Consigne 1: D'après le texte sur les baisses d'impôt, quelle part du PIB l'impôt sur le revenu rapporte-t-il en France, et quelle est la moyenne dans les pays de l'OCDE ?

Texte cité:

L’illusion des baisses d’impôt


François Hollande baisse l’impôt sur le revenu. Le prochain président fera sans doute de même. Pourtant, cet impôt n’a jamais autant rapporté. Rien d’étonnant dans un pays qui ne maîtrise toujours pas sa dépense publique.

Oyez, oyez, braves gens ! Dans sa magnificence, le seigneur de Hollande va encore diminuer la taille ! Réjouissez-vous, sujets du beau royaume de France ! Le seigneur qui aspire à lui succéder l'an prochain fera de même ! Des dizaines de milliards d'euros en moins, des millions de foyers déjà exonérés par le vicomte de Balladur il y a déjà près d'un quart de siècle, d'autres millions ou parfois les mêmes exonérés par ce bon Monsieur de Hollande ces dernières années. Relèvement du plancher, abaissement du plafond, hausse de la décote, indexation du barème, ajustement des tranches, élargissement des niches : rassurez-vous, votre tour viendra d'une manière ou d'une autre. Au rythme des promesses, vous n'aurez bientôt plus de taxes à payer.

Ainsi va la France à l'approche des élections. Ses gouvernants ne cessent de tripatouiller l'impôt sur le revenu, qui rapporte pourtant moins que dans tous les autres pays avancés - à peine plus de 3% du PIB contre une moyenne dépassant 8% dans les pays de l'OCDE. Passionné de la chose fiscale, François Hollande a battu un record en la matière. Il a touché à l'impôt sur le revenu chaque année de son quinquennat - avec d'abord la création d'une tranche à 45% et le gel du barème, puis des baisses pour les foyers les moins aisés. Mais il n'est pas le seul. Depuis vingt ans, l'exécutif a changé le barème une année sur deux! Sauf en 2012-2013, les mouvements ont tous été à la baisse. Sans compter les autres ajustements - Nicolas Sarkozy n'avait pas touché au barème à part un gel politiquement malencontreux en fin de mandat, mais il avait créé de nouvelles niches (heures supplémentaires, intérêts d'emprunt, renforcement du boucler fiscal).

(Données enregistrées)
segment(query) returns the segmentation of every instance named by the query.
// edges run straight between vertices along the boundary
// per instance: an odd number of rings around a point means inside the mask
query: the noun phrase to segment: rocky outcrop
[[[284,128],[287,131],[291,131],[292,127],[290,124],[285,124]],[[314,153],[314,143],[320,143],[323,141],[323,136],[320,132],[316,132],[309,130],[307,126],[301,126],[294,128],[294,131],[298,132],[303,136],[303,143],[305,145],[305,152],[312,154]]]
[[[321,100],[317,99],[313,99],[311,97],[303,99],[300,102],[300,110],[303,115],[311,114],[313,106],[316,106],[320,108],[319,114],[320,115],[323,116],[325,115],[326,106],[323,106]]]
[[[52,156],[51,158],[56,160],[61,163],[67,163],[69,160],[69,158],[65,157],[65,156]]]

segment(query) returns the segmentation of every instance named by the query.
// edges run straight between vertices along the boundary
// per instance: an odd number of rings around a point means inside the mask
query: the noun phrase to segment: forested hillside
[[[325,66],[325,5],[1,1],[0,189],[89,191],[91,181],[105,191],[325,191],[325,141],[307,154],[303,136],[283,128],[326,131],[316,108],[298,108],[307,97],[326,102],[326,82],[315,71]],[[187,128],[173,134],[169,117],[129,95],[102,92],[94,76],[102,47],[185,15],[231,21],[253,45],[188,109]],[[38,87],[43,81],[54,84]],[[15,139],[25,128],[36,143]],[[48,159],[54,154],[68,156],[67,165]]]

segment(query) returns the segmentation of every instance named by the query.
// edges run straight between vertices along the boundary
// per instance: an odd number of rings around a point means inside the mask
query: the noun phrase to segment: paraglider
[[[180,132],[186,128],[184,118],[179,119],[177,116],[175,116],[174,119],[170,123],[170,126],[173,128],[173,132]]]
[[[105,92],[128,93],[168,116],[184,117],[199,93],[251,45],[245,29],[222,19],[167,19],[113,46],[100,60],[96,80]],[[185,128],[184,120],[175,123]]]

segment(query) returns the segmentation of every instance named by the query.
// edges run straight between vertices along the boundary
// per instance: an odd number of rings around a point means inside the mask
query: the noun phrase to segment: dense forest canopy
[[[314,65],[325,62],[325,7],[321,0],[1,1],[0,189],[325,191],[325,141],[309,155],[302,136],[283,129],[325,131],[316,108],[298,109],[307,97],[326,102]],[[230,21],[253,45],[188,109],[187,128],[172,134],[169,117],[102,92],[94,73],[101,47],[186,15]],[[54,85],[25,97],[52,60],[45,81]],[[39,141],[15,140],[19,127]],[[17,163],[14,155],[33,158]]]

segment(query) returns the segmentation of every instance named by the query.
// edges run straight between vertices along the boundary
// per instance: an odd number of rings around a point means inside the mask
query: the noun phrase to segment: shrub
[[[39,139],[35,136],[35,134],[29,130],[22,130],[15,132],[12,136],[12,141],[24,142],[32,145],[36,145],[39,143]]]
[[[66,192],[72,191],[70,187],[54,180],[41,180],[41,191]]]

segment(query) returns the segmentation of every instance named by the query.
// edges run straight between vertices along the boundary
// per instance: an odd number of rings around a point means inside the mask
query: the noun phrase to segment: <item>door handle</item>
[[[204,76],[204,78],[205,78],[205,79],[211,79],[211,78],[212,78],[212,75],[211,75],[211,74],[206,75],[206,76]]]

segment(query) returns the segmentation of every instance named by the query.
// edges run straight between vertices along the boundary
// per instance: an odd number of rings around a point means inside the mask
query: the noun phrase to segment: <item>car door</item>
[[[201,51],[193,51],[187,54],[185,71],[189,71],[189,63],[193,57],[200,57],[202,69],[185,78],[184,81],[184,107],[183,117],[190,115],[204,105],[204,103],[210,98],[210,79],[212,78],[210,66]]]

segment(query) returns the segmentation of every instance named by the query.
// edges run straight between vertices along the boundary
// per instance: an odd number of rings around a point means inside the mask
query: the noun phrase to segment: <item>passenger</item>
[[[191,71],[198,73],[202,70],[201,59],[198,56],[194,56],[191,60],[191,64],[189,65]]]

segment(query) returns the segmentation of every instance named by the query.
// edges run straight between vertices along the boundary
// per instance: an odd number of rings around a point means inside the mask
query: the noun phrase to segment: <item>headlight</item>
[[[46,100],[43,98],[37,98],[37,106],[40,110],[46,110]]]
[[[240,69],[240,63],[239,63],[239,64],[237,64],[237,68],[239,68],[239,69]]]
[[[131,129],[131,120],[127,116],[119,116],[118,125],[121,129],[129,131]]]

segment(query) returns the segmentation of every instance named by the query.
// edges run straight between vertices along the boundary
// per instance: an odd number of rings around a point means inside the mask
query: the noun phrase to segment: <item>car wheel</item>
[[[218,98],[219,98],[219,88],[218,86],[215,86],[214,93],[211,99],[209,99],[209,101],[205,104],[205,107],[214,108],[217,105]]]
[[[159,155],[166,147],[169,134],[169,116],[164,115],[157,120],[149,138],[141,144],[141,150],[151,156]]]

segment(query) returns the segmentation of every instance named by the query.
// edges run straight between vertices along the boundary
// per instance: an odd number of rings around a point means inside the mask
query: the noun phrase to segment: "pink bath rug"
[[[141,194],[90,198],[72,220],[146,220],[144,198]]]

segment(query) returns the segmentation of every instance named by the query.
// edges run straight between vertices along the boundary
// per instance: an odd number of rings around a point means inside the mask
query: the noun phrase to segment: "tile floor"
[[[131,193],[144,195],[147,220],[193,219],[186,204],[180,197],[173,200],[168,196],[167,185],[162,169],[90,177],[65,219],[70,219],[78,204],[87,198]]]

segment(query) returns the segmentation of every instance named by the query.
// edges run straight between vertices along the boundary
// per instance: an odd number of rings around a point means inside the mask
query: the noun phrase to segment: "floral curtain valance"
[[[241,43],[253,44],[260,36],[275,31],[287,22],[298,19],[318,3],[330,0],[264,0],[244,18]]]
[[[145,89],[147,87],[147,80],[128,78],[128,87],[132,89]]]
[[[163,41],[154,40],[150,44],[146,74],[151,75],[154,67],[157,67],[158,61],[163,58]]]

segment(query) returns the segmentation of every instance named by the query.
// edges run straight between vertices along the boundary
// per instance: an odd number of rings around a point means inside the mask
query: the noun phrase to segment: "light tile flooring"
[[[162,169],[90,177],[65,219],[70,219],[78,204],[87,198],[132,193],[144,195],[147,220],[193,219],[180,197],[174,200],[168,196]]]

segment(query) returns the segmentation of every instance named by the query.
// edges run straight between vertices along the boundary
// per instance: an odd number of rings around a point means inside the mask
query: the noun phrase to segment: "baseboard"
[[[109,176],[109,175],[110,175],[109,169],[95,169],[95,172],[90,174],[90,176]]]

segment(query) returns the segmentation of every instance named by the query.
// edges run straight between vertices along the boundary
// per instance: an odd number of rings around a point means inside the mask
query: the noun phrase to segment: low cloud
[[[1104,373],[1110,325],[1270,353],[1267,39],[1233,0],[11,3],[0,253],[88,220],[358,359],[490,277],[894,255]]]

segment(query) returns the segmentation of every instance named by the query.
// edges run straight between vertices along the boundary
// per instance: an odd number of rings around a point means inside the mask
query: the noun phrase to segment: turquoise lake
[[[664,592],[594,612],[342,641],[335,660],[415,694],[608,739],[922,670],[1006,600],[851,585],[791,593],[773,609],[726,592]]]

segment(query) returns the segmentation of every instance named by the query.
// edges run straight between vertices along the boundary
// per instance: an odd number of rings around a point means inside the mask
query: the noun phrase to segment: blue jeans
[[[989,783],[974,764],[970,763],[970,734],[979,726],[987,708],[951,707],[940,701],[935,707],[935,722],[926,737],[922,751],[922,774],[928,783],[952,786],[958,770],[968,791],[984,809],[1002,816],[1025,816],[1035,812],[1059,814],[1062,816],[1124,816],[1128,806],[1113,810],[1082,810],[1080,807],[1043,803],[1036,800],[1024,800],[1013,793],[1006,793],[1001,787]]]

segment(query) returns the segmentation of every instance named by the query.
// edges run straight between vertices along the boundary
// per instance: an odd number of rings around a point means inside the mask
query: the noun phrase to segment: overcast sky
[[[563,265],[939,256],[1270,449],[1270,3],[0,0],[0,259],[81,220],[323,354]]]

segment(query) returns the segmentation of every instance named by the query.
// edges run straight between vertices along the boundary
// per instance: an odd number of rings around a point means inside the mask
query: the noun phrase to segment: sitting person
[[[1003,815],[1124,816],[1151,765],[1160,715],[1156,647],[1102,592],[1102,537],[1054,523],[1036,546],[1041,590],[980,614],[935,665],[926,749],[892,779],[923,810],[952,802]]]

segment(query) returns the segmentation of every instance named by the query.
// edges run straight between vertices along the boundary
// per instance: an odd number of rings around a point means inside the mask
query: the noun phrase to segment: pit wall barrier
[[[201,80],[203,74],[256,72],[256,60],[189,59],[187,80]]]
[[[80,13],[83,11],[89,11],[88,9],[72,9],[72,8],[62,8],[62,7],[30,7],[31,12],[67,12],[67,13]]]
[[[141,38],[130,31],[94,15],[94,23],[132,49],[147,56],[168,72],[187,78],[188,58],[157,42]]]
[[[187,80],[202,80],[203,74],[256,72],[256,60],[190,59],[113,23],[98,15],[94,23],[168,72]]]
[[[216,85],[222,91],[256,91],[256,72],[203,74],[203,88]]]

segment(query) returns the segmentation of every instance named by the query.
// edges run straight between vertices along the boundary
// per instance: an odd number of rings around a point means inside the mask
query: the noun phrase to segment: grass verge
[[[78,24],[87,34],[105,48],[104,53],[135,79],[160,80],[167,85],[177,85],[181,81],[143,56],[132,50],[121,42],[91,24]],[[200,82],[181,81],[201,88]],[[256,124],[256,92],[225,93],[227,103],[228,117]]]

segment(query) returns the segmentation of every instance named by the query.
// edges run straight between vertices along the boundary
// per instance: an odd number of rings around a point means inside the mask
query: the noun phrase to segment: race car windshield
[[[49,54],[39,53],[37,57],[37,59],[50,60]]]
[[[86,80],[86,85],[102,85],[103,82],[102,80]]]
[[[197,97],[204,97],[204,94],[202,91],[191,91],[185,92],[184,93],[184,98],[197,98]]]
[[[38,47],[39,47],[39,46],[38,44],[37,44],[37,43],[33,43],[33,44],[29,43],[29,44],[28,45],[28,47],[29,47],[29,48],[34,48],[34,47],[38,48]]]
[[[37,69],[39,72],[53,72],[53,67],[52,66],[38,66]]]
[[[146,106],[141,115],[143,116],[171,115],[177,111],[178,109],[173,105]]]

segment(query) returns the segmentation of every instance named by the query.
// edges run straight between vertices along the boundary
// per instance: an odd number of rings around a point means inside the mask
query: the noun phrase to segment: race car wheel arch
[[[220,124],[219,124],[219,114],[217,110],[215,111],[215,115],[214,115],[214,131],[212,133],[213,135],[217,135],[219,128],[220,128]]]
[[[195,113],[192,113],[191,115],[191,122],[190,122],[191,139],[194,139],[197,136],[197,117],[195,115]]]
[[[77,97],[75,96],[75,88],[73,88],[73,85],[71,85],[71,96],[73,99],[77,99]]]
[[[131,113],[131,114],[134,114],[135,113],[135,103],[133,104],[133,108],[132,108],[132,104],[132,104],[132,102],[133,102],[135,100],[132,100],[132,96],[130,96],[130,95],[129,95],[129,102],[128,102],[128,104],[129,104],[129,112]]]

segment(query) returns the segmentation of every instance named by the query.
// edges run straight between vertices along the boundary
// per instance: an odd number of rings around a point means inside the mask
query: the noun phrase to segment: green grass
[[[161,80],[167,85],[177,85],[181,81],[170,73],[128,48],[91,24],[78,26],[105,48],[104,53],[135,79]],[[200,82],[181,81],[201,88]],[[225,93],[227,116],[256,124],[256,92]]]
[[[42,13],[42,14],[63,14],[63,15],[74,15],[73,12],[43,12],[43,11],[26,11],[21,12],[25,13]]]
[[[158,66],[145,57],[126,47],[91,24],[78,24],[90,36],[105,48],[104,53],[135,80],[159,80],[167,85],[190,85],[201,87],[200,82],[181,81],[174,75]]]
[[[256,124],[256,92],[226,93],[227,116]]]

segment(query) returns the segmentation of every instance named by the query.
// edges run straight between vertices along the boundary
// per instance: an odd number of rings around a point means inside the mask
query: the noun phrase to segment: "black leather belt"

Consigne 2: Extrayez des données enregistrées chaque ligne qui contient la chaîne "tile".

Réponse 1: À peine plus de 3 % du PIB en France, contre une moyenne dépassant 8 % dans les pays de l'OCDE.

Réponse 2:
query: the noun phrase to segment: "tile floor"
query: the noun phrase to segment: "light tile flooring"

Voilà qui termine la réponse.